TASK DETAILS: Please transcribe only the lines from the one holding "Target: patch of bare dirt" through the final line of the data, both included, with no pictures.

ENTRIES SHOWN:
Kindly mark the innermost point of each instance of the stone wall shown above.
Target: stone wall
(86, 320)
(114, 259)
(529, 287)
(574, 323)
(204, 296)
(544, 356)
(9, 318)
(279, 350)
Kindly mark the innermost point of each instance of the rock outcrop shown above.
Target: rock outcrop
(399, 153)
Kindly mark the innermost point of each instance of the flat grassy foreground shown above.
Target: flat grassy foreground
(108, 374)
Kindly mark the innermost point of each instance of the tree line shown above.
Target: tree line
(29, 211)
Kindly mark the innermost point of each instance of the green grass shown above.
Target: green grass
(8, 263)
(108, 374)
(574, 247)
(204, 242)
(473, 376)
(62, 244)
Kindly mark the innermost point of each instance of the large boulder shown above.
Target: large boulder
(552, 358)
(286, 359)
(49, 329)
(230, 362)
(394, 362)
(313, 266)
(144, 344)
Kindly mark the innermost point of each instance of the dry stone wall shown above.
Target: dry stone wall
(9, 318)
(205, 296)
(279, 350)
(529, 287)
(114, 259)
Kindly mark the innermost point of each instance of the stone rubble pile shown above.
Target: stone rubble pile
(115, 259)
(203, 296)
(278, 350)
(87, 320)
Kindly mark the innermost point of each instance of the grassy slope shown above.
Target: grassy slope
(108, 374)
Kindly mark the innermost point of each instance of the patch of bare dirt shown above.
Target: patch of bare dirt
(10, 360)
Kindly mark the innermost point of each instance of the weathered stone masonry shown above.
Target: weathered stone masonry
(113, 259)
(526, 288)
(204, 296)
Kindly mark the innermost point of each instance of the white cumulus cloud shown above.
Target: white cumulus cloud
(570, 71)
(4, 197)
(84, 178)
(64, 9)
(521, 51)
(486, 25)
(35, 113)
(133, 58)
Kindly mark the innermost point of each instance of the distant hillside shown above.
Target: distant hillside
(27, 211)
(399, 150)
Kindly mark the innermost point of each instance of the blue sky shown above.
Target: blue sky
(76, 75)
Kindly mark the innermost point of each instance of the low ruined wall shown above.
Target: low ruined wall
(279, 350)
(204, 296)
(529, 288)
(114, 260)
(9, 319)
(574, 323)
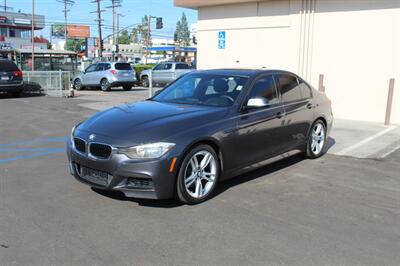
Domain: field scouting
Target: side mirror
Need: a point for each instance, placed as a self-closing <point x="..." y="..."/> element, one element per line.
<point x="157" y="92"/>
<point x="257" y="102"/>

ANSWER TO THIS PROBLEM:
Target: patch of bare dirt
(10, 360)
Kindly mark the innermost point of each instance of the weathered stone masonry shown above.
Target: weathered stone masonry
(113, 259)
(526, 288)
(204, 296)
Kindly mark the innermost point of each instance of the white cumulus cloud shown above.
Target: white cumulus cloud
(570, 71)
(4, 197)
(84, 178)
(64, 9)
(521, 51)
(486, 25)
(35, 113)
(133, 58)
Kindly mark the innermost point of each instance of the distant hillside shown above.
Target: distant hillside
(27, 211)
(399, 150)
Kindly mark the innermost point of each instance of the blue sky shown above.
Target: blue sky
(76, 75)
Kindly mark the innermost point of each instance of the low ruined wall shown above.
Target: low ruined wall
(279, 350)
(204, 296)
(529, 288)
(114, 260)
(9, 319)
(574, 323)
Domain: field scouting
Target: side mirror
Need: a point for each instance, placed as a self-closing <point x="..." y="..."/> element, one element per line.
<point x="157" y="92"/>
<point x="257" y="102"/>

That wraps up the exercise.